- _Passage provided_
Russell v Transocean International Resources Ltd [2011] UKSC 57 is a UK labour law case, concerning the interpretation of the Working Time Directive. It is notable that Lord Hope remarked that the right to paid holidays is probably best interpreted as requiring that workers may take a whole week at a time, rather than individual days.

==Facts==
Workers on an offshore oil and gas rig claimed paid annual leave for the time they were offshore under the Working Time Directive 2003/88/EC article 7, and the Working Time Regulations 1998 regulation 13. This would effectively double their holiday pay because most of them had shifts where they worked two weeks off shore and two weeks on shore as the ‘field break’, when they were mostly free from work related obligations, but had to do training, medical assessments, and so on. When offshore they did 12-hour shifts every day. The employers argued that they were not entitled, because the field breaks counted as leave, not working.

The parties appealed from the Aberdeen Employment Tribunal and Court of Session to the House of Lords.

- _Data to examine_
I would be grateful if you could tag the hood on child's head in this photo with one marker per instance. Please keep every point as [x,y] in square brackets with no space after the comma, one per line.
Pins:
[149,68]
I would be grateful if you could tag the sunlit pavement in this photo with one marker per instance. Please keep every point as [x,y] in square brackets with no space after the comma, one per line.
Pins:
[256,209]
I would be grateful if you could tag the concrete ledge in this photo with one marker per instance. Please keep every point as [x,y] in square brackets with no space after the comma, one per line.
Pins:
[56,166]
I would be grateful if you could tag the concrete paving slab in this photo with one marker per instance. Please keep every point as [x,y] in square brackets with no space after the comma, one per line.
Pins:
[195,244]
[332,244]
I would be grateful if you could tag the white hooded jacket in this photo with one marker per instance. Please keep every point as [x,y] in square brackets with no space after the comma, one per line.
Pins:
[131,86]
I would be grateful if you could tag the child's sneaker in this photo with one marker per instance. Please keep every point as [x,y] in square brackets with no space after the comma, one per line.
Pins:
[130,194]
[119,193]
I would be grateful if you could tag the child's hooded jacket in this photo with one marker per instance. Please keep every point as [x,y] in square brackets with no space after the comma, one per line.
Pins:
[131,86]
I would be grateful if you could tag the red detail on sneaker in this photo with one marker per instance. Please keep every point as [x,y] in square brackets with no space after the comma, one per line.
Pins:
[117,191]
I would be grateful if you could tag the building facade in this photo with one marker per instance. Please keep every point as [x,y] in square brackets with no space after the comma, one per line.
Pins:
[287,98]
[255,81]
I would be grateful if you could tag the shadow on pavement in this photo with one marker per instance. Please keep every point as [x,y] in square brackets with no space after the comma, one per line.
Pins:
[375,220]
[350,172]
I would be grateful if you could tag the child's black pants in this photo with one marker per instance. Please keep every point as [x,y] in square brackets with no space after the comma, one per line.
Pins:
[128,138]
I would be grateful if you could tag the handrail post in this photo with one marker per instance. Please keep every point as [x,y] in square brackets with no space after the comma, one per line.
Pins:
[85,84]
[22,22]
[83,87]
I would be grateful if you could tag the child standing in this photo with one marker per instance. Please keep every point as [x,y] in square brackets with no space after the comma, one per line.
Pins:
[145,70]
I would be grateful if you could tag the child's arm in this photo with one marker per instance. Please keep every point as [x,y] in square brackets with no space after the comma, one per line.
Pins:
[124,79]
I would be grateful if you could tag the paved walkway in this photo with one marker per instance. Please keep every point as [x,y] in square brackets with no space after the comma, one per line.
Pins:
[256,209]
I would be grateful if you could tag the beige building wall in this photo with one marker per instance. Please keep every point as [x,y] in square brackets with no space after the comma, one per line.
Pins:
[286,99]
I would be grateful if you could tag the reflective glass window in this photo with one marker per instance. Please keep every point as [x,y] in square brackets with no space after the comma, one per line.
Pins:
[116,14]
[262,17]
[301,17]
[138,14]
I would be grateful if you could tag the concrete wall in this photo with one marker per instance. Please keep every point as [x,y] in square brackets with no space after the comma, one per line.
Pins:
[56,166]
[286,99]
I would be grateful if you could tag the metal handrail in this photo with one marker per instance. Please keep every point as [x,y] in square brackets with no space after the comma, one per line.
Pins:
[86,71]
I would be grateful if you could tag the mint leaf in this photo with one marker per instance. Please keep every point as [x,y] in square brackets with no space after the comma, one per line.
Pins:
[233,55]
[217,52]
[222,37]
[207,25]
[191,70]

- _Problems and tasks_
• 1. Restate the Russell case text between "Russell v Transocean" and "than individual days.", inclusive, swapping "paid holidays" for "paid annual leave".
• 2. Answer from the Russell case text:
(a) Which article of the Working Time Directive 2003/88/EC did the workers rely on?
(b) How long were the workers' shifts when they were offshore?
(c) Which tribunal did the parties appeal from?
The material stands apart from the text on the Russell case.

- _Responses by task_
• 1.
Russell v Transocean International Resources Ltd [2011] UKSC 57 is a UK labour law case, concerning the interpretation of the Working Time Directive. It is notable that Lord Hope remarked that the right to paid annual leave is probably best interpreted as requiring that workers may take a whole week at a time, rather than individual days.

• 2.
(a) Article 7
(b) 12 hours, every day
(c) The Aberdeen Employment Tribunal